* **Problem details**: Lay out every line of the listing below as a Markdown table, with one column headed Row and another headed Listing line. Skip any blank lines.

START Data in this exercise

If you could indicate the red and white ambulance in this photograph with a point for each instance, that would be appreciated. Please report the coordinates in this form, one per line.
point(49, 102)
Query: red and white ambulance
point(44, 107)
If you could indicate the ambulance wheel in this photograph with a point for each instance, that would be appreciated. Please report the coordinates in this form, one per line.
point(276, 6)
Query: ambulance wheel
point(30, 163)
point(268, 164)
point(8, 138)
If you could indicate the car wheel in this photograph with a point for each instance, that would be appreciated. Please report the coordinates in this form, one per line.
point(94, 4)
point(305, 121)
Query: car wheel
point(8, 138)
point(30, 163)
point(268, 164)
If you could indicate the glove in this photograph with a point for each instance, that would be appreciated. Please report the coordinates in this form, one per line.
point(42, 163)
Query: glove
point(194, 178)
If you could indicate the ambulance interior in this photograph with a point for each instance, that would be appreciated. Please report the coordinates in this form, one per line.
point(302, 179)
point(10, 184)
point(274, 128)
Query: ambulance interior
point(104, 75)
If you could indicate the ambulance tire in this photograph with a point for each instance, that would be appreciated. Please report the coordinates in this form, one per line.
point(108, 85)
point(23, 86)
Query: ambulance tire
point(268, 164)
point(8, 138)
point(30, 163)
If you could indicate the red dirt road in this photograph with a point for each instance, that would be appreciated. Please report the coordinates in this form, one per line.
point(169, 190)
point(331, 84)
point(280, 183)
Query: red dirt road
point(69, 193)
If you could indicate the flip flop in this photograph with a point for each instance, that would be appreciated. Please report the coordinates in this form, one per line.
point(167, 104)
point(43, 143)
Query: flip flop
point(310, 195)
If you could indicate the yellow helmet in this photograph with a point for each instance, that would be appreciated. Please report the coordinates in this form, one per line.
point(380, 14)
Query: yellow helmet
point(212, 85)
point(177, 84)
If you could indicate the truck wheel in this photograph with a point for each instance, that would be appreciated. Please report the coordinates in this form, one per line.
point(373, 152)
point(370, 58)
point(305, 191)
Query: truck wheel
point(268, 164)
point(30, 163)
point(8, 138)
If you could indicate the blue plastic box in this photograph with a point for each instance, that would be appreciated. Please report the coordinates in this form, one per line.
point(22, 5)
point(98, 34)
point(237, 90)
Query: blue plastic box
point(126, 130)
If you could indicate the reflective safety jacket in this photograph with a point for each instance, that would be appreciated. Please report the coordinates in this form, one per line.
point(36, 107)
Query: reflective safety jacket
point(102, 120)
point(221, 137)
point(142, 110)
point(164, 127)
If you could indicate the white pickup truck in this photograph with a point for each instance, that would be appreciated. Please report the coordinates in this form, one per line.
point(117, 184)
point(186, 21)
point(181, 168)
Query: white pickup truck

END Data in this exercise

* **Task answer**:
| Row | Listing line |
|---|---|
| 1 | If you could indicate the red and white ambulance in this photograph with a point for each instance, that would be appreciated. Please report the coordinates in this form, one per line. |
| 2 | point(49, 102) |
| 3 | Query: red and white ambulance |
| 4 | point(44, 107) |
| 5 | If you could indicate the ambulance wheel in this photograph with a point for each instance, that would be appreciated. Please report the coordinates in this form, one per line. |
| 6 | point(276, 6) |
| 7 | Query: ambulance wheel |
| 8 | point(30, 163) |
| 9 | point(268, 164) |
| 10 | point(8, 138) |
| 11 | If you could indicate the car wheel in this photograph with a point for each instance, that would be appreciated. Please report the coordinates in this form, one per line. |
| 12 | point(94, 4) |
| 13 | point(305, 121) |
| 14 | Query: car wheel |
| 15 | point(8, 138) |
| 16 | point(30, 163) |
| 17 | point(268, 164) |
| 18 | If you could indicate the glove in this photograph with a point for each instance, that would be appreciated. Please report the coordinates in this form, one per line. |
| 19 | point(42, 163) |
| 20 | Query: glove |
| 21 | point(194, 178) |
| 22 | If you could indicate the ambulance interior in this photograph with a point for each instance, that would be appreciated. Please report the coordinates in this form, one per line. |
| 23 | point(302, 179) |
| 24 | point(10, 184) |
| 25 | point(274, 128) |
| 26 | Query: ambulance interior |
| 27 | point(104, 75) |
| 28 | If you could indicate the ambulance tire in this photograph with a point for each instance, that would be appreciated. Please report the coordinates in this form, one per line. |
| 29 | point(108, 85) |
| 30 | point(23, 86) |
| 31 | Query: ambulance tire |
| 32 | point(268, 164) |
| 33 | point(8, 138) |
| 34 | point(30, 163) |
| 35 | If you could indicate the red dirt road in this photograph with a point for each instance, that would be appreciated. Please report the coordinates in this form, one per line. |
| 36 | point(169, 190) |
| 37 | point(331, 84) |
| 38 | point(280, 183) |
| 39 | Query: red dirt road |
| 40 | point(69, 193) |
| 41 | If you could indicate the flip flop in this photograph with a point for each instance, that would be appreciated. Please report the coordinates in this form, one per line. |
| 42 | point(167, 104) |
| 43 | point(43, 143) |
| 44 | Query: flip flop |
| 45 | point(310, 195) |
| 46 | If you could indicate the yellow helmet in this photograph with a point for each instance, that would be appreciated. Please report the coordinates in this form, one per line. |
| 47 | point(380, 14) |
| 48 | Query: yellow helmet |
| 49 | point(212, 85) |
| 50 | point(177, 84) |
| 51 | If you could indicate the truck wheel in this photograph with a point for each instance, that would be appreciated. Please report the coordinates in this form, one per line. |
| 52 | point(373, 152) |
| 53 | point(370, 58) |
| 54 | point(305, 191) |
| 55 | Query: truck wheel |
| 56 | point(268, 164) |
| 57 | point(30, 163) |
| 58 | point(8, 138) |
| 59 | If you could indicate the blue plastic box in this photograph with a point for each instance, that would be appreciated. Please report the coordinates in this form, one per line. |
| 60 | point(22, 5) |
| 61 | point(98, 34) |
| 62 | point(237, 90) |
| 63 | Query: blue plastic box |
| 64 | point(126, 130) |
| 65 | If you could indicate the reflective safety jacket in this photograph with a point for each instance, that would be appreciated. Please report the coordinates in this form, one per line. |
| 66 | point(36, 107) |
| 67 | Query: reflective safety jacket |
| 68 | point(102, 120) |
| 69 | point(221, 137) |
| 70 | point(142, 110) |
| 71 | point(164, 127) |
| 72 | If you could indicate the white pickup truck in this photograph with a point for each instance, that would be appreciated. Please report the coordinates in this form, one per line. |
| 73 | point(117, 184) |
| 74 | point(186, 21) |
| 75 | point(181, 168) |
| 76 | Query: white pickup truck |